══ ENTRIES SUPPLIED ══
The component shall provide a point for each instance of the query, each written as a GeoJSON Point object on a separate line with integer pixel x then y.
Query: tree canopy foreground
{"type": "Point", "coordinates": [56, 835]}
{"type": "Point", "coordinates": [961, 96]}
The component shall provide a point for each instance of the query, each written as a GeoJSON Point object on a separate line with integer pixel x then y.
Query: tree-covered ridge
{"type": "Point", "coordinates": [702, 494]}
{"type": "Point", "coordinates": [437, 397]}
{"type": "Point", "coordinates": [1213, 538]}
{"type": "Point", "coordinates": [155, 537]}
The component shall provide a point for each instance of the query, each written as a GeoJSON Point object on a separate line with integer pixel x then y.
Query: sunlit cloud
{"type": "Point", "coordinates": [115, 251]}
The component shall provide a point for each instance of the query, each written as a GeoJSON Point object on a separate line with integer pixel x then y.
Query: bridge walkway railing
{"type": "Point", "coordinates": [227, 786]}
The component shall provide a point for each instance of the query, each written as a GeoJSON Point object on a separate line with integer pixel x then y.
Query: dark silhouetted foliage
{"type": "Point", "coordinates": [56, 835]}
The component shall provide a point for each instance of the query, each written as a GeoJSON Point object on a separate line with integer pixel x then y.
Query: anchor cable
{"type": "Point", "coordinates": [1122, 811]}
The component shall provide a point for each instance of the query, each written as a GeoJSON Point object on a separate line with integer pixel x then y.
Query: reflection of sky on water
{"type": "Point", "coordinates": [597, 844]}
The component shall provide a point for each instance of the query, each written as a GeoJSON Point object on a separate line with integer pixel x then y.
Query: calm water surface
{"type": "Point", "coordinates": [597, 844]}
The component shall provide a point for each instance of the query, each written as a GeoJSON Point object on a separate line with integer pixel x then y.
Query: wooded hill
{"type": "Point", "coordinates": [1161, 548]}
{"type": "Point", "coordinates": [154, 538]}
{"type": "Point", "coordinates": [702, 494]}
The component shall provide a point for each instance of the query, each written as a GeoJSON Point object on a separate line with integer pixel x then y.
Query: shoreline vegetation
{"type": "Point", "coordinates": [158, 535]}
═══
Set out the complete listing exactly as shown.

The component shall provide a point for each instance of the query, each written as a GeoJSON Point object on a separate line with integer pixel x then y.
Query: tree canopy foreground
{"type": "Point", "coordinates": [56, 835]}
{"type": "Point", "coordinates": [961, 96]}
The component shall provide a point for each instance of the query, each written as a GeoJSON Point object on a separate line with integer pixel x then y.
Query: tree-covered ridge
{"type": "Point", "coordinates": [702, 494]}
{"type": "Point", "coordinates": [437, 397]}
{"type": "Point", "coordinates": [1213, 538]}
{"type": "Point", "coordinates": [155, 537]}
The component shall provide a point for each instance of the query, each written as a GeoJSON Point object on a separate line with integer pixel x then y.
Query: sunlit cloud
{"type": "Point", "coordinates": [115, 251]}
The component shall provide a point for each instance of the query, each written as a GeoJSON Point object on a separate line with integer pixel x then y.
Query: bridge walkway railing
{"type": "Point", "coordinates": [227, 786]}
The component shall provide a point for each instance of the query, each written as a GeoJSON Point object on a separate line with integer pixel x then y.
Query: dark silhouetted foliage
{"type": "Point", "coordinates": [56, 835]}
The component shall provide a point for each instance of the query, each written as a GeoJSON Point object on a separate line with integer pixel x then y.
Query: anchor cable
{"type": "Point", "coordinates": [1122, 811]}
The component shall provide a point for each instance of the query, each written as a GeoJSON Point object on a separate line with integer pixel x then y.
Query: reflection of sky on water
{"type": "Point", "coordinates": [597, 844]}
The component shall provide a point for each instance of the query, each written as a GeoJSON Point object on a separate line with integer pixel x then y.
Query: calm water surface
{"type": "Point", "coordinates": [597, 844]}
The component shall provide a point for each instance of the query, each written as a GeoJSON Point object on a separate line with integer pixel x then y.
Query: wooded hill
{"type": "Point", "coordinates": [1161, 548]}
{"type": "Point", "coordinates": [154, 538]}
{"type": "Point", "coordinates": [702, 494]}
The component shall provide a point for each instance of the query, each written as a GeoJSON Point object on a separate line with integer pixel x then y.
Query: shoreline vegetation
{"type": "Point", "coordinates": [158, 535]}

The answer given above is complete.